**Exercise directions**:
Extract every line below that contains the word "large", matching case exactly.

**Image annotation data**:
--

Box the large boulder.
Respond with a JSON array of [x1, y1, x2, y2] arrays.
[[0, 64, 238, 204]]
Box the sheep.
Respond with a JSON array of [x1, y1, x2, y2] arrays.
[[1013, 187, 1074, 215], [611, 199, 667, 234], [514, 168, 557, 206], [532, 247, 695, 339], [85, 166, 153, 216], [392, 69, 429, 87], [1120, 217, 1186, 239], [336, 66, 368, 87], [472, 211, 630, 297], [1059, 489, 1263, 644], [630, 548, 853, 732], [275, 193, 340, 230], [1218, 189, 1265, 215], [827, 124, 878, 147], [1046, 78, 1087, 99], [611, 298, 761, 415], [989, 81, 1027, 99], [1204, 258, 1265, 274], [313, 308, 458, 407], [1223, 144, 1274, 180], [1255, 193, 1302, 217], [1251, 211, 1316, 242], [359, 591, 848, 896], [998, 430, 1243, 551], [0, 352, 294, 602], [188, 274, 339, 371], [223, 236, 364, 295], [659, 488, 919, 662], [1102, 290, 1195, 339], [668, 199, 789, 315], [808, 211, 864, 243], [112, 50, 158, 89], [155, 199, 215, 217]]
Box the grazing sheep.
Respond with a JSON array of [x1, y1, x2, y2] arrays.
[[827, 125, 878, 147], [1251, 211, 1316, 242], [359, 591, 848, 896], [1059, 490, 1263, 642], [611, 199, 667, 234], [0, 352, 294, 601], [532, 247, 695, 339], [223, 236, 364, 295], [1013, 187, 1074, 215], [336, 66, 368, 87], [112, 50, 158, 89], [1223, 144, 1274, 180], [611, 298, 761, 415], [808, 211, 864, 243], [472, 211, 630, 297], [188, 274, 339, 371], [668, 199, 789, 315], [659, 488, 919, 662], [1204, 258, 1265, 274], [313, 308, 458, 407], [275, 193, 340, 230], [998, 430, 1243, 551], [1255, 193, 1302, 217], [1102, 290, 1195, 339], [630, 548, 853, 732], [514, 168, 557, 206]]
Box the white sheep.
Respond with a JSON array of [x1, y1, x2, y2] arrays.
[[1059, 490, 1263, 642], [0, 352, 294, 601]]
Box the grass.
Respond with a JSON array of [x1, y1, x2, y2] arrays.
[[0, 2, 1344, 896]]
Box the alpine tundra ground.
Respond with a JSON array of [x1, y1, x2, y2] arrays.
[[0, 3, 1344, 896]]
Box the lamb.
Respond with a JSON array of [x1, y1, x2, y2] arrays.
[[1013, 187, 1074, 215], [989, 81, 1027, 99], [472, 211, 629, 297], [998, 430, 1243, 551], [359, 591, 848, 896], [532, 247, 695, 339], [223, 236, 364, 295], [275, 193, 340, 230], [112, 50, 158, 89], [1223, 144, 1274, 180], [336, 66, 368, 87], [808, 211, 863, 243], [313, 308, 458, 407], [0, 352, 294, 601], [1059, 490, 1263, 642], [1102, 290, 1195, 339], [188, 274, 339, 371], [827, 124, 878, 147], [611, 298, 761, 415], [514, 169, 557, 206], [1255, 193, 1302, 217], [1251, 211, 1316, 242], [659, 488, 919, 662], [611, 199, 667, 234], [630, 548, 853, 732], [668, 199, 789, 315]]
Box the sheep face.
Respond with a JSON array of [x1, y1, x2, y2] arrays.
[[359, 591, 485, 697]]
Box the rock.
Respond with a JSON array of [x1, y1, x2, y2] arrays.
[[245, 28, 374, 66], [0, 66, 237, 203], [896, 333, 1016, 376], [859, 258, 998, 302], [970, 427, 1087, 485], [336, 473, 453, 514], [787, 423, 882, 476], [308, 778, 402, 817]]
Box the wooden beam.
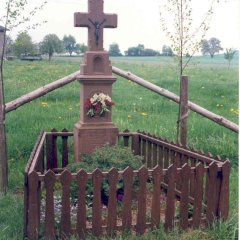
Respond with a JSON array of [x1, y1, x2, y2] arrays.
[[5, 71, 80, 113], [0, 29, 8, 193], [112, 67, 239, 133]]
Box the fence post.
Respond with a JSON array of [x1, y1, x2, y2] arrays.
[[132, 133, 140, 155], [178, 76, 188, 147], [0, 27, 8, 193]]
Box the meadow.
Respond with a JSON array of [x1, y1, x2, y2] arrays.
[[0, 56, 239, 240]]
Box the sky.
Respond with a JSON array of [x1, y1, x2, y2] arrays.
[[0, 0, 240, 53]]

--

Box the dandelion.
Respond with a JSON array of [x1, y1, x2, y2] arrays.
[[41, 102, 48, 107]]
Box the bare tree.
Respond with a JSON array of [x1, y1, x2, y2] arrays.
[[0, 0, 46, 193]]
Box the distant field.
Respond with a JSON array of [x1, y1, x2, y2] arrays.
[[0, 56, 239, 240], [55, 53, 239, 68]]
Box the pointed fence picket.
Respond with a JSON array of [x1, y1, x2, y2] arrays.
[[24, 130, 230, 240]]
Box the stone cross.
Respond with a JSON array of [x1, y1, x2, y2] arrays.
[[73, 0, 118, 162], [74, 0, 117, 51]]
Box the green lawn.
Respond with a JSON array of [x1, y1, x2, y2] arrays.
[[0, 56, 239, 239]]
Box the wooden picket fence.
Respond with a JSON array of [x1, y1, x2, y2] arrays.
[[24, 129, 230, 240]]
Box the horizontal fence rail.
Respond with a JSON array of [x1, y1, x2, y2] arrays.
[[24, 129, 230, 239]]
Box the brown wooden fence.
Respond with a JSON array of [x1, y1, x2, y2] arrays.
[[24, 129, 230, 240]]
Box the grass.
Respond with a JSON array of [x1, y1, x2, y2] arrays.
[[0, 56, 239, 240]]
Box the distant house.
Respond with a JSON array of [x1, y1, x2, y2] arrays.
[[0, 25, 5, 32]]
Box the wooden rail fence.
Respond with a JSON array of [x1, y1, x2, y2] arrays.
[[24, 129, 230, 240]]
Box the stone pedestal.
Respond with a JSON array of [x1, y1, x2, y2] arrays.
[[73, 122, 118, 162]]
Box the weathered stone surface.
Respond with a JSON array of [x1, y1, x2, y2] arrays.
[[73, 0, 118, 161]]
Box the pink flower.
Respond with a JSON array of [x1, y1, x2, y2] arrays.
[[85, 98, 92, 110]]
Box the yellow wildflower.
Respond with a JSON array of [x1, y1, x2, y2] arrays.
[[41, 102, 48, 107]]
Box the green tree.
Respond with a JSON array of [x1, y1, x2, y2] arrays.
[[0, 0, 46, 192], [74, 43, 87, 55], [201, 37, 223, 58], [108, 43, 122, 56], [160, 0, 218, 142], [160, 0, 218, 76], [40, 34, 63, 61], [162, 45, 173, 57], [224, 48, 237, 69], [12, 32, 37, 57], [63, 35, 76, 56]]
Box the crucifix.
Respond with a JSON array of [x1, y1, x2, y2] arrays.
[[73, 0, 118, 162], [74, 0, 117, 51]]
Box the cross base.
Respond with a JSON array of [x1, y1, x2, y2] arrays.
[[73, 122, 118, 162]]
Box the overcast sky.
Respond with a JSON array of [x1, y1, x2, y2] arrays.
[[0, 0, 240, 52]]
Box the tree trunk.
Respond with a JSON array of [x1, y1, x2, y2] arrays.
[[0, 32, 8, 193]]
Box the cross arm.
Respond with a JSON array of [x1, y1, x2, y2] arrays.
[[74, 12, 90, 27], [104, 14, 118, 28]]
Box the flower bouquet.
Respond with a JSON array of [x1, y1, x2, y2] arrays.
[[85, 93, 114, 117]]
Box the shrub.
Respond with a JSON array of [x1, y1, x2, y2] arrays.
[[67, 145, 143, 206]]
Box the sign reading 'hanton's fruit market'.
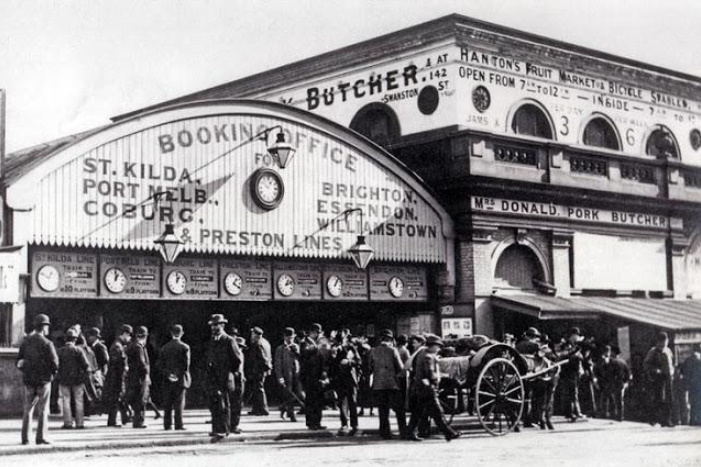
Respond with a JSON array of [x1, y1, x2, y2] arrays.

--

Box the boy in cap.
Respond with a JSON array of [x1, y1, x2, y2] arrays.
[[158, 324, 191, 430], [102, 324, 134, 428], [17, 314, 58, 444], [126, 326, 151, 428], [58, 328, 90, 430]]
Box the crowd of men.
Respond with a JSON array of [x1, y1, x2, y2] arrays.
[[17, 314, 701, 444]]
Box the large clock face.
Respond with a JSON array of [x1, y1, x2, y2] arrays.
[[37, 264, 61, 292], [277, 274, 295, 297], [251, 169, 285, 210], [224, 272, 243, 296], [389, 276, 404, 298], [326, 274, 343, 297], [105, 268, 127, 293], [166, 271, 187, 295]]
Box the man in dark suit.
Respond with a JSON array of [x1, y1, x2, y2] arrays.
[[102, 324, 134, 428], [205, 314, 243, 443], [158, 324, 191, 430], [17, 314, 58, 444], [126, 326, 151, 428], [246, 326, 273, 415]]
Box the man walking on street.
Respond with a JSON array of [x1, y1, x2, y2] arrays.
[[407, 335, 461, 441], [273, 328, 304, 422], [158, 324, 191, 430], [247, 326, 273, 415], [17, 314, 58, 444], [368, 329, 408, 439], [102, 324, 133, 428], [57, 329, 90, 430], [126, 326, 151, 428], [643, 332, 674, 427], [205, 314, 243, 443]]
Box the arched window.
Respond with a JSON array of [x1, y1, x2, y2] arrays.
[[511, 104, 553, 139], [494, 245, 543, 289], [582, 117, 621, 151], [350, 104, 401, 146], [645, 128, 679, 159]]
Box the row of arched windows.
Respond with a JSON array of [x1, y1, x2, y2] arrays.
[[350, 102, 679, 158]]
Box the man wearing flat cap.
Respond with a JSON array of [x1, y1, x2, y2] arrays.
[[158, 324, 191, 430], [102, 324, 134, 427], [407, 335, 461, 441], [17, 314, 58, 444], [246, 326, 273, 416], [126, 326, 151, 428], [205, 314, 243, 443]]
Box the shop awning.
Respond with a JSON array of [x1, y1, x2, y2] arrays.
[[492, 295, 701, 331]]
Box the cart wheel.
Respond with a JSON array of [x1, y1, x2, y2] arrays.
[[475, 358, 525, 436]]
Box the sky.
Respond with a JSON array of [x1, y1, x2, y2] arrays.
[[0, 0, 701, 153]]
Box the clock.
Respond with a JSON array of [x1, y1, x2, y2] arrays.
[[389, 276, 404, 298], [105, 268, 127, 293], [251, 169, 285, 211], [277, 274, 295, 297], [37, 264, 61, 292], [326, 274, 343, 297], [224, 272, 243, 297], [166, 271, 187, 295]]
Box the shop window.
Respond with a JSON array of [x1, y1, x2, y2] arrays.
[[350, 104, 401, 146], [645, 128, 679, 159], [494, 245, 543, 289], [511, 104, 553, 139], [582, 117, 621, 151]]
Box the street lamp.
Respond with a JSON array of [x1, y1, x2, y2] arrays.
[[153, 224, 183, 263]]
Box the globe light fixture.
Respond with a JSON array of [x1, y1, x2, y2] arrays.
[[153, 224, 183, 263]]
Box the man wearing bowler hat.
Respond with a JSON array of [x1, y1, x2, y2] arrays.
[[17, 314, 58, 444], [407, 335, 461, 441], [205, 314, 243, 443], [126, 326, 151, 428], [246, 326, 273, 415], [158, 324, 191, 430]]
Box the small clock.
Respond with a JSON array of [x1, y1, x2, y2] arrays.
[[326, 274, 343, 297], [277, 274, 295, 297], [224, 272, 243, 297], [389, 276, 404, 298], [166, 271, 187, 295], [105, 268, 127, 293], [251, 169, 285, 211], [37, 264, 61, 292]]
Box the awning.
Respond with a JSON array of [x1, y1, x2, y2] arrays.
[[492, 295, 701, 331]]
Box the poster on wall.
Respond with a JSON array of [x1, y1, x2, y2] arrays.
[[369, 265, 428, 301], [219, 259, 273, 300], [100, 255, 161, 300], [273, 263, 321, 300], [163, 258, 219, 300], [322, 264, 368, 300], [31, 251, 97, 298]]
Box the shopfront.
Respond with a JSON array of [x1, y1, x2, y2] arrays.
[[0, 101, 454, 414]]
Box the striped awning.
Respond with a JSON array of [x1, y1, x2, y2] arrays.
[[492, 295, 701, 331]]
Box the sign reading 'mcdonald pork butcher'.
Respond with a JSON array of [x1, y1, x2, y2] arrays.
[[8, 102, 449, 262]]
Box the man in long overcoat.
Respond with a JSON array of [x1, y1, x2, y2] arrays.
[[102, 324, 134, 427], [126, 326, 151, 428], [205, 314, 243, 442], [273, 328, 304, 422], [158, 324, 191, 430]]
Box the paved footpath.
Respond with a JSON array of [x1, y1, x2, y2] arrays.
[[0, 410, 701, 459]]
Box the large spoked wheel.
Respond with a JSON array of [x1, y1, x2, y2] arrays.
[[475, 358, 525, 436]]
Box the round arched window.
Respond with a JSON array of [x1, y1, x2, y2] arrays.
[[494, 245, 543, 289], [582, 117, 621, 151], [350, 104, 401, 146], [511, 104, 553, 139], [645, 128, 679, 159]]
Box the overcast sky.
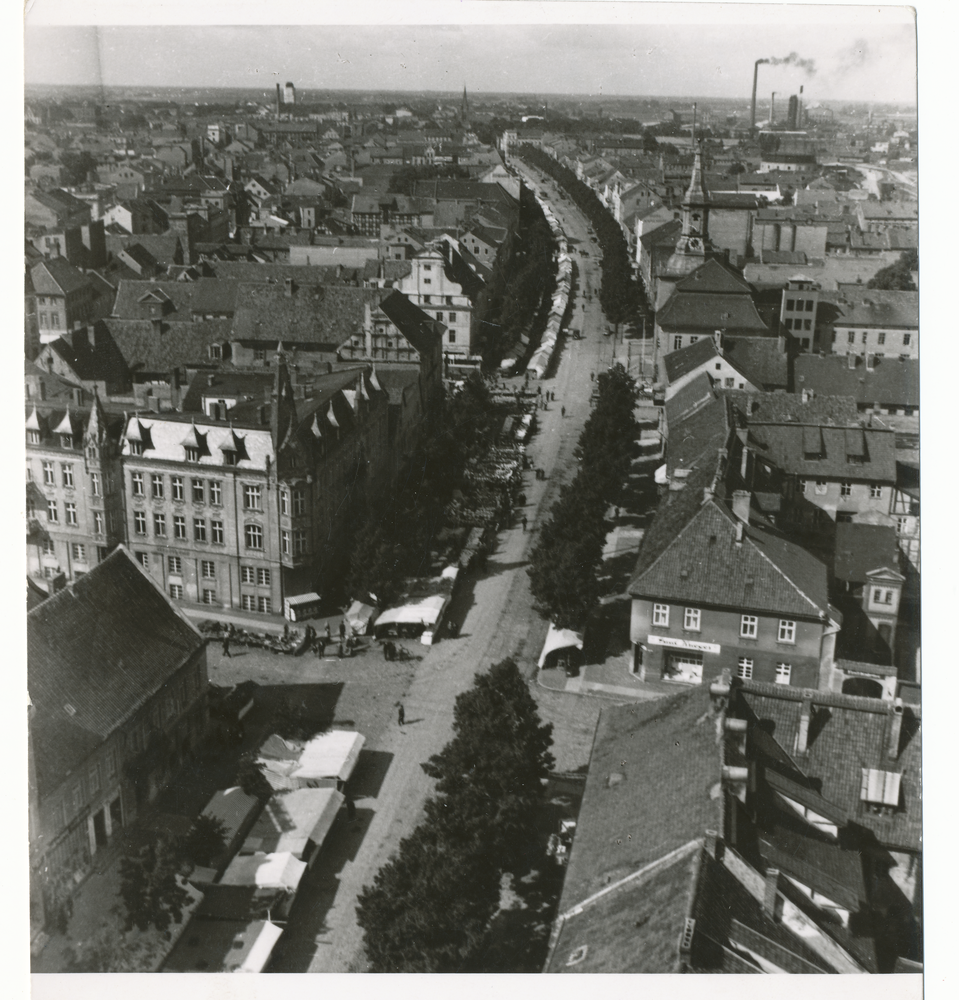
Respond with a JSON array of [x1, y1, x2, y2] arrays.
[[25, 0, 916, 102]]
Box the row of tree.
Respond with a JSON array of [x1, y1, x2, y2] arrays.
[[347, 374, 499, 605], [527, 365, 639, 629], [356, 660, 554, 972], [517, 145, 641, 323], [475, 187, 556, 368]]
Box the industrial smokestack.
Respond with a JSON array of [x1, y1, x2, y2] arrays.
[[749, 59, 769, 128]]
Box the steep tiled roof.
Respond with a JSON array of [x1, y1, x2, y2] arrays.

--

**Task answer**:
Box the large boulder.
Box the large clock face.
Box the large spoked wheel.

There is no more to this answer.